* _SOURCE EXTRACT_
The news that Tim Cook is stepping down as CEO of Apple Inc. and handing leadership to John Ternus does not look like a sharp turn, but rather a carefully engineered maneuver. In Cupertino, surprises are not welcomed — even revolutions are expected to run on schedule. From September 1, 2026, Ternus becomes CEO, while Cook moves into the role of executive chairman. Formally, it is a change of titles. In reality, it is a shift in the internal priorities of the entire ecosystem.


Ternus is not an outside rescue hire. He is a product of Apple’s internal system. He joined the company in 2001, when the iPod was only beginning to reshape the music industry and the word “smartphone” was not yet a daily necessity. A graduate of the engineering program at the University of Pennsylvania, he has always focused on what Apple treats as almost sacred — the product itself. Not strategy slides, but what ultimately ends up in a user’s hands or on their desk.
His career path is a textbook example of how Apple develops leadership internally. From engineer to Senior Vice President of Hardware Engineering in 2021, reporting directly to Cook. Over the years, he has been involved in nearly every major product line — from iPhone to Mac, from Apple Watch to AirPods. He was not the public face of Apple like Cook, but he helped shape what the next iPhone would look like, how thin the MacBook would become, and how much “magic” would remain in the user experience.
A notable detail is his connection to the Steve Jobs era. Ternus worked at Apple during Jobs’ leadership, absorbing the philosophy where product matters more than presentation and details matter more than marketing. Apple often says design is not how something looks, but how it works. Ternus is one of those who does not just repeat that idea, but implements it.

* _Image point grounding data_
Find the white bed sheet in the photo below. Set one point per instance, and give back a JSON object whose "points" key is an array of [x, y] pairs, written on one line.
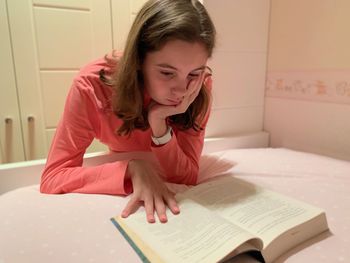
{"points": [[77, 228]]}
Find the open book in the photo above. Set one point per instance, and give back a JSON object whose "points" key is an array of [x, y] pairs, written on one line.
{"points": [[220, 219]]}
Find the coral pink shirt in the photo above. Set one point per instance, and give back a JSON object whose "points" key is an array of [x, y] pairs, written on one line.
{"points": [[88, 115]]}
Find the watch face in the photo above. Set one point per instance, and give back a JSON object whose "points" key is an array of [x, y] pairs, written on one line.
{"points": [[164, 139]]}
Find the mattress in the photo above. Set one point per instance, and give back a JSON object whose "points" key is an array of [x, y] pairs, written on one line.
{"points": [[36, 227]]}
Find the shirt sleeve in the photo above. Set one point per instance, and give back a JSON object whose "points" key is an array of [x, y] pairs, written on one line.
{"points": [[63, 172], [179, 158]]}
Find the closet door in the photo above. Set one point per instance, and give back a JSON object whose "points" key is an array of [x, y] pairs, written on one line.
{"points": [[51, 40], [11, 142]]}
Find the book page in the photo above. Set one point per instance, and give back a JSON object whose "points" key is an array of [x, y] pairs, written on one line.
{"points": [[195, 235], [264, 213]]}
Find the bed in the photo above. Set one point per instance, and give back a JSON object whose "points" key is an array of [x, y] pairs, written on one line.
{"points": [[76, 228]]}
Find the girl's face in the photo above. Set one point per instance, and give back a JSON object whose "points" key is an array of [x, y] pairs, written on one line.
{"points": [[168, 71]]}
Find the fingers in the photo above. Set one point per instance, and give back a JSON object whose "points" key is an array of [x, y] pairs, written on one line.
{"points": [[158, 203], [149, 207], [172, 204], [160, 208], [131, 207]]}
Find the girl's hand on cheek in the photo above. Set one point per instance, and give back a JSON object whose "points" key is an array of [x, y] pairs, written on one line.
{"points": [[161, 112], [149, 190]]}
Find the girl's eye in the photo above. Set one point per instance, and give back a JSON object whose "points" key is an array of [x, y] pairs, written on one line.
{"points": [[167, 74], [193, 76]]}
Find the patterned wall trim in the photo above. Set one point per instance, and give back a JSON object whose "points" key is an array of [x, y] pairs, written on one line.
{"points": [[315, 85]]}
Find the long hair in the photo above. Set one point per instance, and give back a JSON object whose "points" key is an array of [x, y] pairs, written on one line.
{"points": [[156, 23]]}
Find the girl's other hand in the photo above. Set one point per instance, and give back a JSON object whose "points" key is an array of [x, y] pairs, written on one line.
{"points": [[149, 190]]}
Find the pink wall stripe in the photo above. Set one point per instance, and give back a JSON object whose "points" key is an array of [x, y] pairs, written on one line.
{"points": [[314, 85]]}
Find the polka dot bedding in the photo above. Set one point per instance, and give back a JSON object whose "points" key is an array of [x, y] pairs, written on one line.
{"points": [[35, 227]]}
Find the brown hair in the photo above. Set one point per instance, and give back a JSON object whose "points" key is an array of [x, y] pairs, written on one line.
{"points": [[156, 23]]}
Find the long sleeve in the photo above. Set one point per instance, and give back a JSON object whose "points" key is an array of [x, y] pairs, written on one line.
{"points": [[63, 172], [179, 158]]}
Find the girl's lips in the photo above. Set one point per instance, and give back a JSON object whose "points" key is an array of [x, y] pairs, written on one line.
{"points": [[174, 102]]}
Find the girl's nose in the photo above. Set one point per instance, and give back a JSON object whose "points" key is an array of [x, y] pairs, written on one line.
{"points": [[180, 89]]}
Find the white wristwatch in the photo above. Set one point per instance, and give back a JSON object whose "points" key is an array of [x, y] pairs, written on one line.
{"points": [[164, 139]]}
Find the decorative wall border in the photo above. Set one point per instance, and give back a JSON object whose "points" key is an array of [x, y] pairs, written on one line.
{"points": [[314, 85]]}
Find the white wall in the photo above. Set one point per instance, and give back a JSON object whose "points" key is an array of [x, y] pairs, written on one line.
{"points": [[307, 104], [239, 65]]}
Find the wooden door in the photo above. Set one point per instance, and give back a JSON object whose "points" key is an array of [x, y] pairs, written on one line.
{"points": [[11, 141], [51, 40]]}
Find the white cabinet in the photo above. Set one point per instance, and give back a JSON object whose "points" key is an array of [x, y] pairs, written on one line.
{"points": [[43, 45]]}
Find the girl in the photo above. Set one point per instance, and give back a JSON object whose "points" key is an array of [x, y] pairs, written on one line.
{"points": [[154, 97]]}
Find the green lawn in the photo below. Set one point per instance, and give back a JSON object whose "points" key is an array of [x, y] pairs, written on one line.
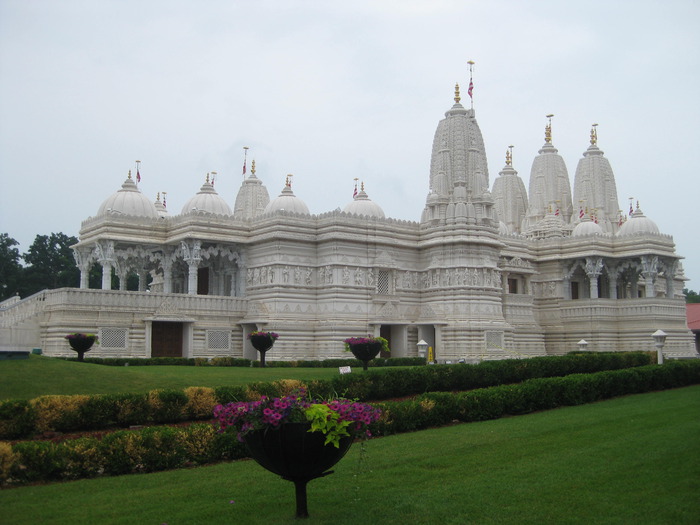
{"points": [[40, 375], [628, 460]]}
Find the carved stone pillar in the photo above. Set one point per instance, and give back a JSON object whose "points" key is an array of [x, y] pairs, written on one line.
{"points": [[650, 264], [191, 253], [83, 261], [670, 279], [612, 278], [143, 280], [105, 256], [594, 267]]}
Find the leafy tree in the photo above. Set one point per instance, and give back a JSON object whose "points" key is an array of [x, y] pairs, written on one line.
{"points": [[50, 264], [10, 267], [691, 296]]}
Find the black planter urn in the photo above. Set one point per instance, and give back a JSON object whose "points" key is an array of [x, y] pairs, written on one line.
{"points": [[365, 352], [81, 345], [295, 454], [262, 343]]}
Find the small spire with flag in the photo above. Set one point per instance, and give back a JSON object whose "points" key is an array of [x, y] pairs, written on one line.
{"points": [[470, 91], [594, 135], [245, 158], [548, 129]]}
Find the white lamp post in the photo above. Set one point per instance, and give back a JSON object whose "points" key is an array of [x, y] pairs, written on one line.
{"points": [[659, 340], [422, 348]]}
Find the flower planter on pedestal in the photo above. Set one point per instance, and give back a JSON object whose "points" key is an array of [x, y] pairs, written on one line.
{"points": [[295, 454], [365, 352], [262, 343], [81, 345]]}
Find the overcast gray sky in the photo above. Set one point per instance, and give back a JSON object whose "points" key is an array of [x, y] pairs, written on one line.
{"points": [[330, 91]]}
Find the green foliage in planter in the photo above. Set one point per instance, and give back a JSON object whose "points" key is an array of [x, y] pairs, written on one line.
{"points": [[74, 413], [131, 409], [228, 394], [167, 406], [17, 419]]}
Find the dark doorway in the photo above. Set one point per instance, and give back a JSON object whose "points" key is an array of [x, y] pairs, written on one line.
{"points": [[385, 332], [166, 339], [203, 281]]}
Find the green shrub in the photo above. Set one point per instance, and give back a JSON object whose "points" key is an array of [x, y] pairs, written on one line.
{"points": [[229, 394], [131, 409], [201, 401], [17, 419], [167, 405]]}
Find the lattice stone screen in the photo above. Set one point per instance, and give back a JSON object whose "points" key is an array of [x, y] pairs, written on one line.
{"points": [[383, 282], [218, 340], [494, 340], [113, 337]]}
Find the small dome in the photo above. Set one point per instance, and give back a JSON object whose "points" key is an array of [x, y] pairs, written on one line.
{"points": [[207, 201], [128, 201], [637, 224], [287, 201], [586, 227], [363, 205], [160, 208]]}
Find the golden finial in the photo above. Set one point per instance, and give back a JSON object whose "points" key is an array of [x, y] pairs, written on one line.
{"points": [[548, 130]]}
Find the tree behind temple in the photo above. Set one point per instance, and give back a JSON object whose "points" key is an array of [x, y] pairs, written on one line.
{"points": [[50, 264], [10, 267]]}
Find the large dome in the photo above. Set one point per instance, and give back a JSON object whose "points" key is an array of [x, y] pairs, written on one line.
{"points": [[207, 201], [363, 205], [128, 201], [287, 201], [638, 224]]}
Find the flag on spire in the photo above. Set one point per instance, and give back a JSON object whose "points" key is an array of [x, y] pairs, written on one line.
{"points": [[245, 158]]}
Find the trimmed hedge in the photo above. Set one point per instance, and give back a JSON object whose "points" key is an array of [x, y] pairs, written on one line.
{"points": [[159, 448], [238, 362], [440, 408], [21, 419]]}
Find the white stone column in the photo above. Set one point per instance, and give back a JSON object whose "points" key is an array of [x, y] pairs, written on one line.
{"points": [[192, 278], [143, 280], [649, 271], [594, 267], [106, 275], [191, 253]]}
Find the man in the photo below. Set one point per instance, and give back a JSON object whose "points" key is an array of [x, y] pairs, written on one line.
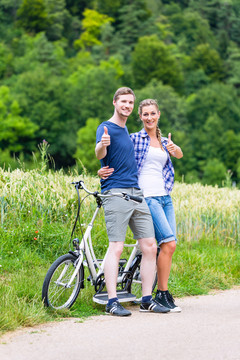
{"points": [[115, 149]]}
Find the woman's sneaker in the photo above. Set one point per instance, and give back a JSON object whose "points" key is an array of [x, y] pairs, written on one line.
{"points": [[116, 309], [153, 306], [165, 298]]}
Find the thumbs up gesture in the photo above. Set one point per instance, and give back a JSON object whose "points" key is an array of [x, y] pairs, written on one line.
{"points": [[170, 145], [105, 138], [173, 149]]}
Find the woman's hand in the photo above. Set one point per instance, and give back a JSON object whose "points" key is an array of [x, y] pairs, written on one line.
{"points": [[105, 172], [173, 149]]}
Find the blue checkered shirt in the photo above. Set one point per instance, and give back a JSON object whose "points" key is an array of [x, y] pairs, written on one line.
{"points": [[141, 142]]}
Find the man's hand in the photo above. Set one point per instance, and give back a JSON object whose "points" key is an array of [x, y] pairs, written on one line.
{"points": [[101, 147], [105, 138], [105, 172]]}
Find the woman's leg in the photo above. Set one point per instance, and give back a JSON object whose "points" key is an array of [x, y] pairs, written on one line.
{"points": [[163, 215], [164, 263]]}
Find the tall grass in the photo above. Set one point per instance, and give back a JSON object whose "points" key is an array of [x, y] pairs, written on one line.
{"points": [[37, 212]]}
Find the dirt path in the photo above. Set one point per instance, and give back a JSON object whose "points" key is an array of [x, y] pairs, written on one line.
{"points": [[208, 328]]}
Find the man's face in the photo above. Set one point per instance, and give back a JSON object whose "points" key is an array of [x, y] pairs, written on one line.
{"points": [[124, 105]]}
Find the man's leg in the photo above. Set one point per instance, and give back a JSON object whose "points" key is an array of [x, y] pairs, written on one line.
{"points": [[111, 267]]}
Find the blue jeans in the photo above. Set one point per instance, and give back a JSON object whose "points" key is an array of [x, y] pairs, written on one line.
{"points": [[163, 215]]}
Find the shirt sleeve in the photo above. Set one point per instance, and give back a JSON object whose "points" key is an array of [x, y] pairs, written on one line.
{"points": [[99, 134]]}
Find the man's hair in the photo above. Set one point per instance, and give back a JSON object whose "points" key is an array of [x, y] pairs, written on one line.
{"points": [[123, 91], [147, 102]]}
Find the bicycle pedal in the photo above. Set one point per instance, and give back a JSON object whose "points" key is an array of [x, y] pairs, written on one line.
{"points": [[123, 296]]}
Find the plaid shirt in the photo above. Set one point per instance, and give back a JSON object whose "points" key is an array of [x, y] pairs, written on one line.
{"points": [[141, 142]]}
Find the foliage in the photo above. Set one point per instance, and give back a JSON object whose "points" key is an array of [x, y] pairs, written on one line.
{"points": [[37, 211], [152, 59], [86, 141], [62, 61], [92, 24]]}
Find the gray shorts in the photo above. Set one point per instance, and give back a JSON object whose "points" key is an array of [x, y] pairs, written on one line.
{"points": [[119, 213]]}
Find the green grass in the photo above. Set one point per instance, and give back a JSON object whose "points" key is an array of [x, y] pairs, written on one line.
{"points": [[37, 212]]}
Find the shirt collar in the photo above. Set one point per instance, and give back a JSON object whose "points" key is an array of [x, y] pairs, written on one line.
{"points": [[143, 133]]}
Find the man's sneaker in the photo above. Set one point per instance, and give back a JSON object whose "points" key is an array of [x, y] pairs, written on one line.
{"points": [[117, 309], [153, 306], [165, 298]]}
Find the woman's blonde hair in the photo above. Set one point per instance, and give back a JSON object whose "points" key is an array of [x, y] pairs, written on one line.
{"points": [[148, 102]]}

...

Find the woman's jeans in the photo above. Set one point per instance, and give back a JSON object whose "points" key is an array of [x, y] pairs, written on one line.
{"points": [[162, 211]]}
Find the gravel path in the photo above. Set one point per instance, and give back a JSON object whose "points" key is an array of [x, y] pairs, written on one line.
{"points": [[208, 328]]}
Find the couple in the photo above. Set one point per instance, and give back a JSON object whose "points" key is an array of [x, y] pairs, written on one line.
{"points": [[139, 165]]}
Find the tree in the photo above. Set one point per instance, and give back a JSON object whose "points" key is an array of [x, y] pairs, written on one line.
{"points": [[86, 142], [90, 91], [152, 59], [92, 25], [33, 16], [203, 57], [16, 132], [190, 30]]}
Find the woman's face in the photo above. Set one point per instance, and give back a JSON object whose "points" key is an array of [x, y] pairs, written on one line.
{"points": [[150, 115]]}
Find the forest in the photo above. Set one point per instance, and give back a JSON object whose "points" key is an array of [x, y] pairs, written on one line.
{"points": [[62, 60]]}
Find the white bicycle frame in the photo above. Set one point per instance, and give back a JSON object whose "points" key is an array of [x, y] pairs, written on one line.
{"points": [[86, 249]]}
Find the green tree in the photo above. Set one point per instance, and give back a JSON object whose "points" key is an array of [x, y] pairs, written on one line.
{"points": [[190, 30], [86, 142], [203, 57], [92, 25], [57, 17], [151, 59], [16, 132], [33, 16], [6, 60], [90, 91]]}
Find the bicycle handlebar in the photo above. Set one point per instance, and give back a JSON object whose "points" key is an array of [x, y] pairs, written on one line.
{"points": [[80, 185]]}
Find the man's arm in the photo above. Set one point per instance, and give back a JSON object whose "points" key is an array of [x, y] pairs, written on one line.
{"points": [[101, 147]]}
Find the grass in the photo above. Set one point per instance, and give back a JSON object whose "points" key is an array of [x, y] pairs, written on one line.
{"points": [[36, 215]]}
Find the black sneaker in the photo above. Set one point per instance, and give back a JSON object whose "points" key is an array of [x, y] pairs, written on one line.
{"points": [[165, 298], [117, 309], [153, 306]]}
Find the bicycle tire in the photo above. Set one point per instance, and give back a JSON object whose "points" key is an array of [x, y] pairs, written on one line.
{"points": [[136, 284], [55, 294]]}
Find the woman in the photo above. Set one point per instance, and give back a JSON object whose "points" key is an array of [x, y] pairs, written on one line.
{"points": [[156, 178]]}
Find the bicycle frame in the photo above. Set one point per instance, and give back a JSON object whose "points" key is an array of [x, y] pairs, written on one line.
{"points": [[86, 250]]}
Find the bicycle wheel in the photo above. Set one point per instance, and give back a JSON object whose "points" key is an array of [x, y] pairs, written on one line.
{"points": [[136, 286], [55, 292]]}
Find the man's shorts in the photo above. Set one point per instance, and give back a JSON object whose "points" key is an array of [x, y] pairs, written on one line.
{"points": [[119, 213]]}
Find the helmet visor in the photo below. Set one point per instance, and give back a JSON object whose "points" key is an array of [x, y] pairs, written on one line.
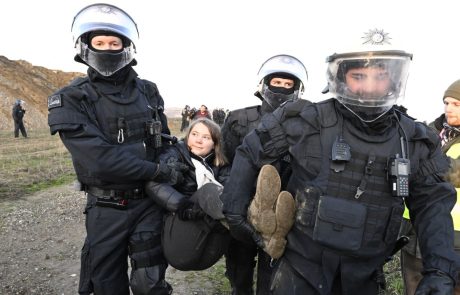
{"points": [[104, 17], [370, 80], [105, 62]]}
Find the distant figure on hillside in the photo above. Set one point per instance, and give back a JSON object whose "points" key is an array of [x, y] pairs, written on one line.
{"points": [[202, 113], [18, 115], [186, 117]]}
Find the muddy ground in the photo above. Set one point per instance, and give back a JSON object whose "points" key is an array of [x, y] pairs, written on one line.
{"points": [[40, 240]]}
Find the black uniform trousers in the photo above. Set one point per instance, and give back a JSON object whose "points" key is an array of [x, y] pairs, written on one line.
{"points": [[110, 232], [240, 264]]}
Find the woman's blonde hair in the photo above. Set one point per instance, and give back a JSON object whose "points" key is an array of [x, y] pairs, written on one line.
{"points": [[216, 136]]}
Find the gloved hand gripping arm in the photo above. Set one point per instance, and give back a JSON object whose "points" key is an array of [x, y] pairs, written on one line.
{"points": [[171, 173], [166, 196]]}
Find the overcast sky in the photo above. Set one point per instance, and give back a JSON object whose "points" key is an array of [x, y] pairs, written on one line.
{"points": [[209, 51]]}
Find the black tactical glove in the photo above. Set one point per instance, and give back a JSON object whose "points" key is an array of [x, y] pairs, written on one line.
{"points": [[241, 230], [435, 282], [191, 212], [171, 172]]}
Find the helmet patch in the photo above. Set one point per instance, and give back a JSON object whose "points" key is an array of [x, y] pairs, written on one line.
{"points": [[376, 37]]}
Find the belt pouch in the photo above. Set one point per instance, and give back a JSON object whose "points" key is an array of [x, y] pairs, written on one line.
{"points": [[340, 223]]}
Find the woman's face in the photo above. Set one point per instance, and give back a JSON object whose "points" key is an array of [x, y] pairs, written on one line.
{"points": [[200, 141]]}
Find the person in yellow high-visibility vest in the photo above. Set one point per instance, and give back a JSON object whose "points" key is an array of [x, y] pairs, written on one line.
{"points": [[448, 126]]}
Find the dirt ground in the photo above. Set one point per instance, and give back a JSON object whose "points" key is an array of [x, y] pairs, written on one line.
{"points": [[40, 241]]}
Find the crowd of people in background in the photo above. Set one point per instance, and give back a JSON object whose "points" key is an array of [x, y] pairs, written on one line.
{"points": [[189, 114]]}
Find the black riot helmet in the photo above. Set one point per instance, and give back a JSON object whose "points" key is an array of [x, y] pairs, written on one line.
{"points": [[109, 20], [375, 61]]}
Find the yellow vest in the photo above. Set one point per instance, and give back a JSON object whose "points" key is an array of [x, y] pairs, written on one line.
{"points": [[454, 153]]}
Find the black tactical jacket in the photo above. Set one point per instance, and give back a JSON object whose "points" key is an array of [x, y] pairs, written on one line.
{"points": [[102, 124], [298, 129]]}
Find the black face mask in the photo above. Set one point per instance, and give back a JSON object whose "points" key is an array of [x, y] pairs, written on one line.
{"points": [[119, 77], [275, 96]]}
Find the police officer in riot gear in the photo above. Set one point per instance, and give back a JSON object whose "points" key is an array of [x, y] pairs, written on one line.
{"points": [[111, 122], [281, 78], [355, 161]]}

* _WHAT IS REQUIRED_
Why does the article on Apple's leadership change say Ternus is not an outside rescue hire? Answer in one to three sentences.

* _SOLUTION FOR THIS EXERCISE_
He is a product of Apple's internal system. He joined the company in 2001 and rose from engineer to Senior Vice President of Hardware Engineering in 2021, reporting directly to Cook.